Start of Material supplied

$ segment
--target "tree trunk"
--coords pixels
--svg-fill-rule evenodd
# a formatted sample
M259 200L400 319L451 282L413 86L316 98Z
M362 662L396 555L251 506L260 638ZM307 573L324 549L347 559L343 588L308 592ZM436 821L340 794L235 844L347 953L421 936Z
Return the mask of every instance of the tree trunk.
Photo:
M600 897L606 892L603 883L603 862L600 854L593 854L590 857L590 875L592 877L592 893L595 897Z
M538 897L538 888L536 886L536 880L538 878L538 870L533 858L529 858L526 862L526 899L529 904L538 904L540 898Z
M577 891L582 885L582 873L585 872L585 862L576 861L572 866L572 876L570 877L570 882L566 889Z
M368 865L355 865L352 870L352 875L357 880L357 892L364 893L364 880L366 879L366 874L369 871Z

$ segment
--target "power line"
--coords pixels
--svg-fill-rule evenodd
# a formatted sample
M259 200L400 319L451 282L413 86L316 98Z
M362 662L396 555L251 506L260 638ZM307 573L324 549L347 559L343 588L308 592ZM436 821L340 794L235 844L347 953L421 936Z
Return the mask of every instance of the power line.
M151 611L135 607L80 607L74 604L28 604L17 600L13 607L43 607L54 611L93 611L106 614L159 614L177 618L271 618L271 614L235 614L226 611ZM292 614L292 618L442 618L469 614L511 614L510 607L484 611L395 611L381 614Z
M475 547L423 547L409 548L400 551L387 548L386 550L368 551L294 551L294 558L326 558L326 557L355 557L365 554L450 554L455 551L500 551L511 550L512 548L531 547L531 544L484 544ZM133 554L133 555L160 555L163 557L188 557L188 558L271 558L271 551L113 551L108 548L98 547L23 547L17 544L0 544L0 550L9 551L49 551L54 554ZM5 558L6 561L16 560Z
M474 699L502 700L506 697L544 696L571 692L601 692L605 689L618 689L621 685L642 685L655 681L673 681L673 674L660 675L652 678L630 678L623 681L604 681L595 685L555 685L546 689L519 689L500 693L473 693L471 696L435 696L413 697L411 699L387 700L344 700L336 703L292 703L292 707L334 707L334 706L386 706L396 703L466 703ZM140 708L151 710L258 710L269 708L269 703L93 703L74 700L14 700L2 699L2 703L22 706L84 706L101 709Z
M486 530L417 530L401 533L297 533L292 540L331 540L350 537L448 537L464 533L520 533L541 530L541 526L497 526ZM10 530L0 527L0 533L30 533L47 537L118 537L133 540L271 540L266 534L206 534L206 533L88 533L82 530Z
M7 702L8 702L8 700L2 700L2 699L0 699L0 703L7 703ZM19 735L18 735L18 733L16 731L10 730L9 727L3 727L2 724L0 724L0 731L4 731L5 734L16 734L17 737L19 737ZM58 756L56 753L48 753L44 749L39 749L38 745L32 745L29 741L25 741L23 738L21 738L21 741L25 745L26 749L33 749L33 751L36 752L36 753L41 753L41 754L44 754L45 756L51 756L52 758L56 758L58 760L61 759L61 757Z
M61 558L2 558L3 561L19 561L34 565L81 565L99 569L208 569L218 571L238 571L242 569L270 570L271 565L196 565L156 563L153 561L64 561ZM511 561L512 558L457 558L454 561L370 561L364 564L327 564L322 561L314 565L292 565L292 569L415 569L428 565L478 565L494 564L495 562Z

End of Material supplied

**Task details:**
Reproduce both records above line for line, without changing a single character.

**Result for this task:**
$ segment
--target "tree trunk"
--coords pixels
--svg-fill-rule evenodd
# a formatted sample
M259 200L400 319L451 282L413 86L316 98Z
M362 662L396 555L251 506L260 638ZM307 573L324 549L347 559L343 588L308 592ZM436 821L340 794L235 844L347 953L421 936Z
Return the mask of every instance of the tree trunk.
Photo:
M600 897L606 892L603 883L603 862L600 854L593 854L590 857L590 875L592 877L592 893L595 897Z
M538 897L538 888L536 886L536 880L538 878L538 870L533 858L529 858L526 862L526 899L529 904L538 904L540 898Z
M577 891L582 885L582 873L585 872L585 862L576 861L572 866L572 876L570 877L570 882L566 889Z
M368 865L355 865L352 870L352 875L357 880L357 892L364 893L364 880L366 879L366 874L369 871Z

$ segment
--target "power line"
--coords pixels
--svg-fill-rule evenodd
# a formatted sample
M259 200L400 319L451 282L413 86L316 98Z
M362 662L396 555L251 506L260 638ZM307 573L324 549L347 559L343 588L308 592ZM436 821L340 794L235 844L347 953L421 936Z
Return the mask of every instance of the power line.
M151 611L135 607L80 607L74 604L28 604L17 600L13 607L43 607L54 611L93 611L106 614L159 614L177 618L271 618L271 614L235 614L226 611ZM292 614L292 618L442 618L469 614L511 614L510 607L484 611L395 611L381 614Z
M475 547L423 547L409 548L400 551L387 548L386 550L368 551L294 551L294 558L326 558L326 557L355 557L365 554L450 554L455 551L500 551L511 550L512 548L531 547L531 544L484 544ZM133 554L133 555L160 555L163 557L188 557L188 558L271 558L271 551L113 551L108 548L98 547L23 547L17 544L0 544L0 550L9 551L49 551L54 554ZM5 558L6 561L16 560Z
M474 699L502 700L506 697L544 696L571 692L601 692L605 689L618 689L621 685L642 685L655 681L673 681L673 674L660 675L652 678L630 678L623 681L604 681L595 685L555 685L546 689L519 689L500 693L473 693L471 696L435 696L413 697L411 699L387 700L344 700L336 703L292 703L292 707L334 707L334 706L386 706L396 703L466 703ZM140 708L151 710L258 710L269 708L269 703L93 703L74 700L14 700L2 699L2 703L22 706L84 706L101 709Z
M486 530L417 530L401 533L297 533L292 540L331 540L350 537L448 537L464 533L520 533L541 530L541 526L497 526ZM10 530L0 527L0 533L30 533L47 537L118 537L133 540L271 540L266 534L206 534L206 533L88 533L82 530Z
M7 702L8 702L8 700L2 700L2 699L0 699L0 703L7 703ZM19 735L18 735L18 733L16 731L10 730L9 727L3 727L2 724L0 724L0 731L4 731L5 734L16 734L17 737L19 737ZM58 756L56 753L48 753L44 749L39 749L38 745L32 745L29 741L25 741L23 738L21 738L21 741L25 745L26 749L33 749L33 751L36 752L36 753L41 753L41 754L44 754L45 756L51 756L52 758L56 758L58 760L61 759L61 757Z
M61 558L2 558L3 561L19 561L34 565L81 565L99 569L208 569L218 571L238 571L242 569L270 570L271 565L196 565L156 563L153 561L64 561ZM511 561L512 558L457 558L454 561L370 561L364 564L327 564L322 561L314 565L292 565L292 569L415 569L428 565L478 565L494 564L495 562Z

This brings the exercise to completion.